▸ TASK INSTRUCTIONS: Write out exactly the lines below that run from the line containing "Expected behaviour: for every instance of the red" through the last line of the records.

▸ INPUT ROWS:

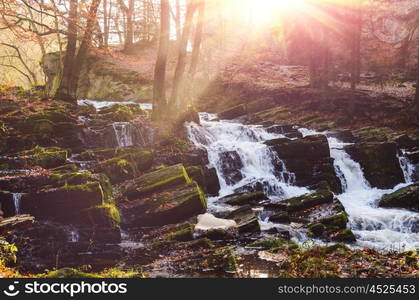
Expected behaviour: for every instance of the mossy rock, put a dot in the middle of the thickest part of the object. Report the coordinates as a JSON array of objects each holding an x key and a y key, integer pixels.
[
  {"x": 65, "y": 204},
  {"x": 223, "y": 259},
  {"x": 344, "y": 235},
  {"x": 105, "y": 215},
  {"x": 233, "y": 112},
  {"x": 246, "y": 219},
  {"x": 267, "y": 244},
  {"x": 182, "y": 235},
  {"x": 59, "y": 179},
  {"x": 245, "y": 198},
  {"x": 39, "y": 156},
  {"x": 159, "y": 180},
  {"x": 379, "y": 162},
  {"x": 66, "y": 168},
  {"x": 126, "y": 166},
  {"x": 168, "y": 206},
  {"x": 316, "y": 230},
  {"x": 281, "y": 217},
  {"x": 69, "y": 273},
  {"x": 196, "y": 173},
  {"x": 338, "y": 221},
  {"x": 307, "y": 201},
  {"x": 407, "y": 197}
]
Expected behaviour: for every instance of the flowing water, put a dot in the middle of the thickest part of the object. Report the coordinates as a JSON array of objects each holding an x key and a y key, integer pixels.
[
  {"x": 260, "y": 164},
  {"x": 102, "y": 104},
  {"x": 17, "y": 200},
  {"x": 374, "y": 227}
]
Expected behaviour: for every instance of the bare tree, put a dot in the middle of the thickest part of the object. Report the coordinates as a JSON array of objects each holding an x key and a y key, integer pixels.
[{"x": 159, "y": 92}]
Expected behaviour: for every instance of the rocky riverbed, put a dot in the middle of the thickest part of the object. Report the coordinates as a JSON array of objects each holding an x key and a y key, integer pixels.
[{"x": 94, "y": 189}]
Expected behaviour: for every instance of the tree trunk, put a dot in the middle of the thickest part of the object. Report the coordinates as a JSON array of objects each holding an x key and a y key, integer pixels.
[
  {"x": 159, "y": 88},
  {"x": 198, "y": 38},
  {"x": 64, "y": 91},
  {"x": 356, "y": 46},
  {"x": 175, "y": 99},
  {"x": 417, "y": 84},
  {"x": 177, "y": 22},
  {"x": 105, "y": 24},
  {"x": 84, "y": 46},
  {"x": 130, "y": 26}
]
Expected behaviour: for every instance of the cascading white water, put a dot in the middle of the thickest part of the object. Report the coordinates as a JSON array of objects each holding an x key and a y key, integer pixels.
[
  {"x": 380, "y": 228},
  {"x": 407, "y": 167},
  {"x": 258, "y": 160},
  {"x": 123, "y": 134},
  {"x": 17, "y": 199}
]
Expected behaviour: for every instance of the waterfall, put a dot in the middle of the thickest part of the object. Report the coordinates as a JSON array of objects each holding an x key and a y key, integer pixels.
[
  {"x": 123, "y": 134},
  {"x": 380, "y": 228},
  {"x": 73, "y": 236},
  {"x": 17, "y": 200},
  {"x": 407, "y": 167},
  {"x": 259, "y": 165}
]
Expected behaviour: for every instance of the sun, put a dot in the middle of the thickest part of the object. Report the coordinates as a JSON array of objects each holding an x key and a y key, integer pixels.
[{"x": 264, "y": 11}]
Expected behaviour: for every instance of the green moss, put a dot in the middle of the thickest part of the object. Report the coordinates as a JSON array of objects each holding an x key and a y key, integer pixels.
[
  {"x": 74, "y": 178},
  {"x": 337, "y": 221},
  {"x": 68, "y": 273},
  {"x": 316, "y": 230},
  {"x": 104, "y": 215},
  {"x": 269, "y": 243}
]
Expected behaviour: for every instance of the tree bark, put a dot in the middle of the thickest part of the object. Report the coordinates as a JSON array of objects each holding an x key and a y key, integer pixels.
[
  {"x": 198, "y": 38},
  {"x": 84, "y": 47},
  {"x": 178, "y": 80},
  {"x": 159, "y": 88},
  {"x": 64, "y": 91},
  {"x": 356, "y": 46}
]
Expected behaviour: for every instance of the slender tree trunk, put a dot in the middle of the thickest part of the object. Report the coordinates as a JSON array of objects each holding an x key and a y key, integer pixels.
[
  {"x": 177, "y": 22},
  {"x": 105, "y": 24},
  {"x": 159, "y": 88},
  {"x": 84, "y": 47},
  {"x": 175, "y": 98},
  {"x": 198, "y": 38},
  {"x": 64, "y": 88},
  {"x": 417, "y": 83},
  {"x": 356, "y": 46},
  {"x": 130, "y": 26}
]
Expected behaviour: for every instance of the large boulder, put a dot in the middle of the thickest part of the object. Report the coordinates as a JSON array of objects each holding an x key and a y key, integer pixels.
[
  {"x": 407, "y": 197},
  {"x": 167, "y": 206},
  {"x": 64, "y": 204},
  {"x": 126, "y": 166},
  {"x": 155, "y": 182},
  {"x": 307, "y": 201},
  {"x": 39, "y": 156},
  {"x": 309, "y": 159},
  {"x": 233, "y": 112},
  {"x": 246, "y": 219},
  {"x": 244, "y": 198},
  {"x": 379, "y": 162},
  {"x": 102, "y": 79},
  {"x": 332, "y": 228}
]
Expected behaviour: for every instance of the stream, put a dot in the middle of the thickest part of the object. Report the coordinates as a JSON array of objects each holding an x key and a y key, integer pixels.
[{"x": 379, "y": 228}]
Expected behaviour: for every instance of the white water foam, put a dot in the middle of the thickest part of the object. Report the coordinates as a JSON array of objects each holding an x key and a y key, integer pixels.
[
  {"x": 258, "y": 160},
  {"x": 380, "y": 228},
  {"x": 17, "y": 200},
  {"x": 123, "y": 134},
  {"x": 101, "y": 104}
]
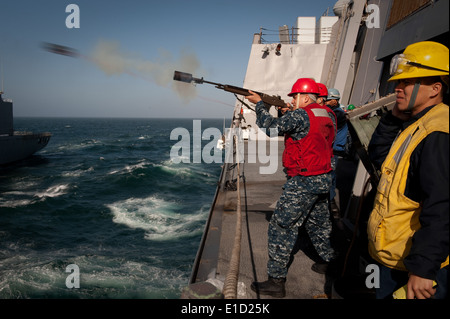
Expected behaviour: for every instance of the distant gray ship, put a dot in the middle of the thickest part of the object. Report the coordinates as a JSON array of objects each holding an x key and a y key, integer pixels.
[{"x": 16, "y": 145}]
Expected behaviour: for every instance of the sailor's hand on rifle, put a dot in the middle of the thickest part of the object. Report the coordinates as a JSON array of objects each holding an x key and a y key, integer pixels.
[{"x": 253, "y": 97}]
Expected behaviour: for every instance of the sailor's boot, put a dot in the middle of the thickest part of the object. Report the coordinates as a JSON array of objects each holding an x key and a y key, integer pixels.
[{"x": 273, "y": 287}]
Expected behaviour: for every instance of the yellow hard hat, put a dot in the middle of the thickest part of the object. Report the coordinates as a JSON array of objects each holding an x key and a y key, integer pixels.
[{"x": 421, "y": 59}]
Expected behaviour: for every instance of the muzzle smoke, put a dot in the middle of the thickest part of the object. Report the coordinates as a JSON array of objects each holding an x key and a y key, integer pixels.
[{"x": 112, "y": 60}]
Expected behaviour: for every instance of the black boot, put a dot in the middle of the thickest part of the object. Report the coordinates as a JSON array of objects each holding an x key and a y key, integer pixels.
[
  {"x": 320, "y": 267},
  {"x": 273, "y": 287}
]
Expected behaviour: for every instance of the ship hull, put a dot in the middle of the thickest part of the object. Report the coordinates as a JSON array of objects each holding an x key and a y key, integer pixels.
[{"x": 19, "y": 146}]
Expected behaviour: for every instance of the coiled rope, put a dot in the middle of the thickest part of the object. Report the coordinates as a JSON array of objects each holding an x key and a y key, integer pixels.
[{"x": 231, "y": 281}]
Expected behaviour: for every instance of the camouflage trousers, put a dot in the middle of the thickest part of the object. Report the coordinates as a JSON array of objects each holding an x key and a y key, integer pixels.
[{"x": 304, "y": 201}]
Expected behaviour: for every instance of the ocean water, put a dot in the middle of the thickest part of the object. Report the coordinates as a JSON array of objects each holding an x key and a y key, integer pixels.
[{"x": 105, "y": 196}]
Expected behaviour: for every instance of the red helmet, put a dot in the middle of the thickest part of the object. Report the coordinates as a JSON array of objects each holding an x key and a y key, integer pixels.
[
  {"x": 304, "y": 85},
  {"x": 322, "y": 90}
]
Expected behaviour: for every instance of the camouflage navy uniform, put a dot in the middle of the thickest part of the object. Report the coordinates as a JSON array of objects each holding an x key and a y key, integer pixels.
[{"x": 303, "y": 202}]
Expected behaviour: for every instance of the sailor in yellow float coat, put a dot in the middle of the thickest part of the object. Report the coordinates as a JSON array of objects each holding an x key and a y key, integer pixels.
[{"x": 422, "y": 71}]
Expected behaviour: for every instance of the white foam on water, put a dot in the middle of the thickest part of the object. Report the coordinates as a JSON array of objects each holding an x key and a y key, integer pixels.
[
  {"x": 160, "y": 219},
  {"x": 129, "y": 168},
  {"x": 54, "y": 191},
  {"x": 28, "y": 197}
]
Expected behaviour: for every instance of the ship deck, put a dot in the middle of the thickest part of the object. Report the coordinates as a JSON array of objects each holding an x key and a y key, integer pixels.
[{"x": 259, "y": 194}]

▸ COMPLETE ANSWER:
Expected behaviour: for every instance of the red helmet, put a dot in the middle of the thickest part of the object. Report the coordinates as a JSON array of objects each holding an x key and a y key, integer pixels.
[
  {"x": 304, "y": 85},
  {"x": 322, "y": 90}
]
Expected behaviour: for every instance of the camouflage navy uniform, put a dot in the middle of the thickest part of the object. Report the coordinates as a JSON array of objects each holding an x key and a y key, integer pixels.
[{"x": 303, "y": 202}]
Expected behaviour: for every instance of the sailor in yellow float coat, put a dot in the middle of the thickest part of the object. Report the coordinates as a JSON array of objects each holding an x key and a y key, integer pixels.
[{"x": 422, "y": 71}]
Expected behaviour: for every instance of the white foam on water, put a dot in the middle of the thickest part of the object. Report the coordinates as a JSON array of objects each holding an x key and a y key, integer pixels.
[
  {"x": 160, "y": 219},
  {"x": 129, "y": 168},
  {"x": 54, "y": 191},
  {"x": 28, "y": 197}
]
Expected behaviour: for every instance of the ship deck, put a dot in the middle of the thickest part of the object. Report the coordinates as a JSON array of objects each holding an x key and a y key, integer pixels.
[{"x": 259, "y": 194}]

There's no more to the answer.